Items from a dataset:
=== Begin Enclosure ===

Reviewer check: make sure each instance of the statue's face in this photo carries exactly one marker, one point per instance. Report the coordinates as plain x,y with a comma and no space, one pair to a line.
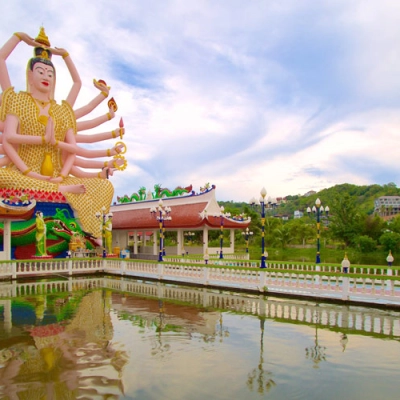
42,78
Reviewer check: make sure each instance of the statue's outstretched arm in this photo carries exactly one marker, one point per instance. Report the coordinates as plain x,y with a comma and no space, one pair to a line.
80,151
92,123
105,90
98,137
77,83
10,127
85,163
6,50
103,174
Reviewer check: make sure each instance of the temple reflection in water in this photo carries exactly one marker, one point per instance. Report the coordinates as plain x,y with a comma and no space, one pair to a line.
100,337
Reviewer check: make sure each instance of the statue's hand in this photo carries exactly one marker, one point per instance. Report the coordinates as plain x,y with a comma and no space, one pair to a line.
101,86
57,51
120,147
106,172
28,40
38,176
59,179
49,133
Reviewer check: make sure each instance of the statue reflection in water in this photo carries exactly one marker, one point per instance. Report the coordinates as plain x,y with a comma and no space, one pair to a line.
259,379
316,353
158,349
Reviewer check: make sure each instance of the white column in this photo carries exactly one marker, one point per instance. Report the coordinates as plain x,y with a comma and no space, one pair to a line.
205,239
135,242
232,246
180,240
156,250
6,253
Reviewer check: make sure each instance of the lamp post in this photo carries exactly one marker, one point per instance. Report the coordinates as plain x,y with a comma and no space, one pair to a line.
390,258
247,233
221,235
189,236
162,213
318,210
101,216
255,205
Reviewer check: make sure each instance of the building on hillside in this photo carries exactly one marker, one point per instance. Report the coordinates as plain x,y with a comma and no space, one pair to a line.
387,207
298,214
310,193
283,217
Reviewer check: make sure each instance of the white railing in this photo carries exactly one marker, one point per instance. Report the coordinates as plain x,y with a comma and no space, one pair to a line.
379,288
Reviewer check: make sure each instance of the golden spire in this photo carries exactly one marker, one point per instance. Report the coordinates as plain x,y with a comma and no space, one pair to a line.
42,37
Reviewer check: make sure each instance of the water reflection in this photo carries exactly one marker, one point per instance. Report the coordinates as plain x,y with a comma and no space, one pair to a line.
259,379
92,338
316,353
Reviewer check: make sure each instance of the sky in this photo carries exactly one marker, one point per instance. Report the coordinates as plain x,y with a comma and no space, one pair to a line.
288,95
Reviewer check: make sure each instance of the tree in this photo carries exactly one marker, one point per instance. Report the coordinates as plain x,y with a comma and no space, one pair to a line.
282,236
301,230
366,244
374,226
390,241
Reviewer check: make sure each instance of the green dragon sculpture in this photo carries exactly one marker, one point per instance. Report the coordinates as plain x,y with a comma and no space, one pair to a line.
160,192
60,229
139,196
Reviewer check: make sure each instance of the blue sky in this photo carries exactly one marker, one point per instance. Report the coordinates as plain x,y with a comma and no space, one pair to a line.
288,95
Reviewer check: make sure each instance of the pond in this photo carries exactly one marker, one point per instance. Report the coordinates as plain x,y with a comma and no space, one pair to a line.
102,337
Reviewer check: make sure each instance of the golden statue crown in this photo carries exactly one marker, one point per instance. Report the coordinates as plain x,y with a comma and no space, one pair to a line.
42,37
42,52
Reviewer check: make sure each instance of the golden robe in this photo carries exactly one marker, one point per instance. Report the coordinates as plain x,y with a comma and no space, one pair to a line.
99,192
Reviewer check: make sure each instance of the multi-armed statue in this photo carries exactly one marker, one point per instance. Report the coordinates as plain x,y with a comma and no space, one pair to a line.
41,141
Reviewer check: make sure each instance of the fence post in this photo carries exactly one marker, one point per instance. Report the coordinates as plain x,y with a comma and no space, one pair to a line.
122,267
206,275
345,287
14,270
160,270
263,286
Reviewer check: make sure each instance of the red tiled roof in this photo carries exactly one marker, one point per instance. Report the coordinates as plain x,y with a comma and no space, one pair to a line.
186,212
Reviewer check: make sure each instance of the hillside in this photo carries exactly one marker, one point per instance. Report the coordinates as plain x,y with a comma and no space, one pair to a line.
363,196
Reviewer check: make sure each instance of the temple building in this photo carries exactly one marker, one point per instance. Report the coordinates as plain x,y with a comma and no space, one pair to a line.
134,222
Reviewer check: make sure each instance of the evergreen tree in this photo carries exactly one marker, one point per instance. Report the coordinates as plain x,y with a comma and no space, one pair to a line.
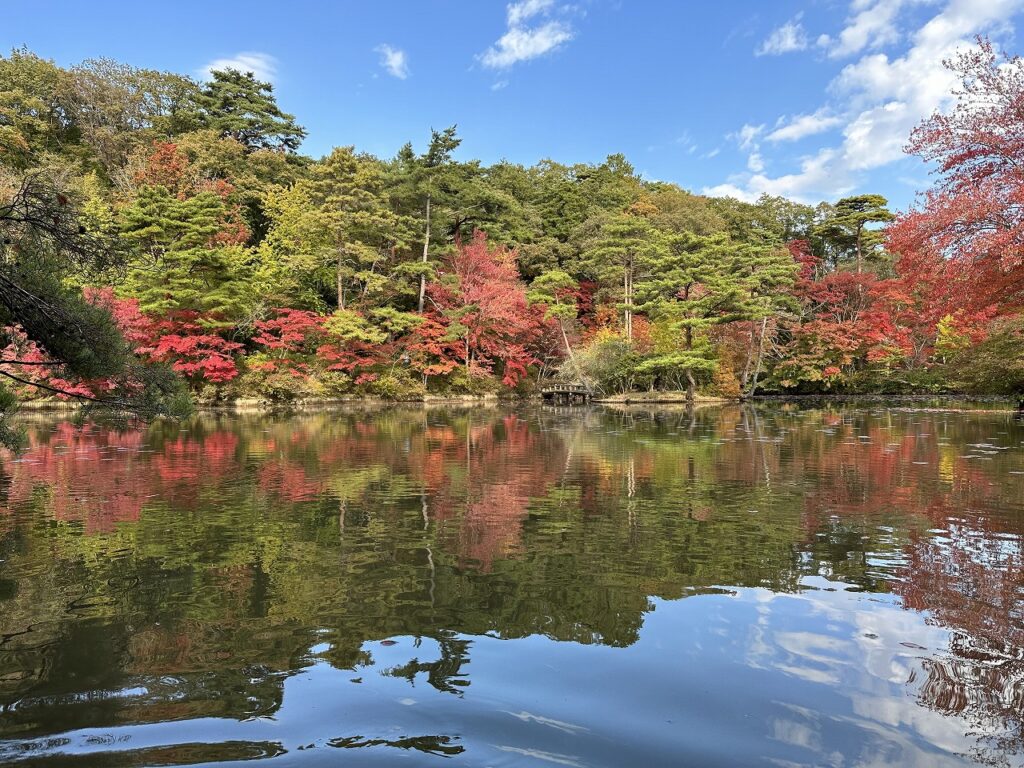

=== End Enclosure ===

▶ _The task_
An exact copy of every entry, minus the pictures, is what you should return.

▶ _Exercise solution_
Reviewer check: make sure each instance of the statue's face in this photo carries exactly one marker, one point per instance. Report the coordinates as plain x,y with a comma and no space, one pair to a line.
42,78
Reviewer check: make sure each instance of the statue's outstretched arm in this photo carries exactly one marker, one point per instance. Report the coordinates as plain x,y with a comma and no space, one pair to a line.
80,151
92,123
105,90
98,137
77,83
10,127
85,163
6,50
103,174
Reviewer check: make sure each instance of the temple reflection in water in this photo carries exactly one marker, one point per instance. Report the coordinates as plain x,y with a comma and no space, one pair to a line.
100,337
Reviewer check: make sure each instance of the statue's hand in this photo carries exactly one marker, one point per instance. Report the coordinates as plain x,y with a comma and no space, one pair to a line.
101,86
57,51
120,147
106,172
28,40
38,176
59,179
49,133
Reviewer check: make sure each instance of the statue reflection in water in this photo carries exactly one marker, one point per instance. Report the coordinates as plain x,y with a comma and no space, one pair to a line.
259,379
316,353
158,349
Reviewer check: make sure each instance of the white column in this photo carries exactly one marker, one point per instance. Report the coordinates as plain x,y with a comma and no space, one pair to a line.
205,239
135,242
232,246
180,240
156,250
6,253
Reviewer check: make sure each instance of the lamp post in this photo carries exactly one marker, one point per instance. Report the coordinates as plain x,y with a comma and no space, one pair to a line.
390,258
247,233
221,235
189,236
162,213
318,210
101,216
255,205
Reviewer check: make sure each instance of the building on hillside in this photo carries exactly one marker, one point per instance. Report the coordinates as plain x,y with a comma and no space, one pair to a line.
387,207
298,214
310,193
283,217
Reviewer check: make sure each instance of the white railing in this photo carries exactly one marker, one point per instance. Report the coordinates as plain x,y with a comma and no space, one pair to a line.
379,288
Reviewer check: make sure each instance of the golden spire in this photo carries exactly one marker, one point per instance. Report the coordinates as plain x,y with a comma and no space, one pair to a line.
42,37
Reviewer check: make sure each instance of the water reflection in this photo carries exactly one marker, one point per instance. Report the coordinates as plain x,y with a comma and no space, one pair to a line.
259,379
92,338
316,353
Reviewer check: make sure each instance of the sky in this photo carries exactly one marker, one point per instance. Report the coordinates as plain x,y with a comma and no space, one pair to a line.
288,95
Reviewer check: make sure each instance of the tree in this photo carries exactly one marker, one point per instance. Report the coordinates as plain x,y with a comma and no space, one pair to a line.
282,236
301,230
366,244
374,226
390,241
Reviewer check: make sure each instance of the green dragon sculpture in this photo carries exactly one marker, one point per instance. Report the coordinates as plain x,y with a comma and no space, one pair to a line.
160,192
60,229
139,196
Reviewer check: make sure each instance of the blue sky in this photo carries exactly one marker, one point per instance. Report the coordinates as plain x,y with a comma and no space, one pair to a line.
288,95
Reviewer check: make sure each instance of the pond in this photo carries exactly one marker, one point per instance. Report the coordinates as plain x,y with a comma and no space, one pair to a line.
102,337
Reviewer check: make sure each instance of the golden statue crown in this photo carries exactly one marker, one point per instance. Report the coordinates as plain x,y with a comma and no space, one pair to a line.
42,37
42,52
Reviewer check: make sure each instance of the golden robe in this photo carries exactly one marker, one point per instance. Report the coordinates as plain x,y with a comma and no space, one pair to a line.
99,192
Reviewer check: make sure each instance of the multi-armed statue in this photo carries exactly one marker, one point per instance. Report the coordinates as plain x,y with a comma and no space, one pair to a line.
41,141
Reviewer check: make sure each instance of the fence post in this photo carries exactly one marker, one point per instance. Report the coordinates as plain x,y with a comma and no space, one pair to a line.
122,267
206,275
345,287
14,270
160,270
263,286
Reviewer check: make sure each instance of the red tiled roof in this photo carries exactly one marker, one point per instance. Report the coordinates as plain x,y with a comma and no space, one pair to a line.
186,212
Reviewer check: make sure each instance of the hillside in this photo carries exactly one marker, one point per instance. Report the coordinates as plain x,y with a comma and no space, one pair to a line.
363,196
Reviewer check: make sure each instance of the temple building in this photo carries exactly one marker, one point per instance. Report the coordinates as plain x,y with a comma and no space, one pair to a line.
134,222
Reviewer check: make sure each instance of the evergreen tree in this photo carries exactly one marker, one point per instance. Report the coordinates as plain x,y with a comma and no space, one pair to a line.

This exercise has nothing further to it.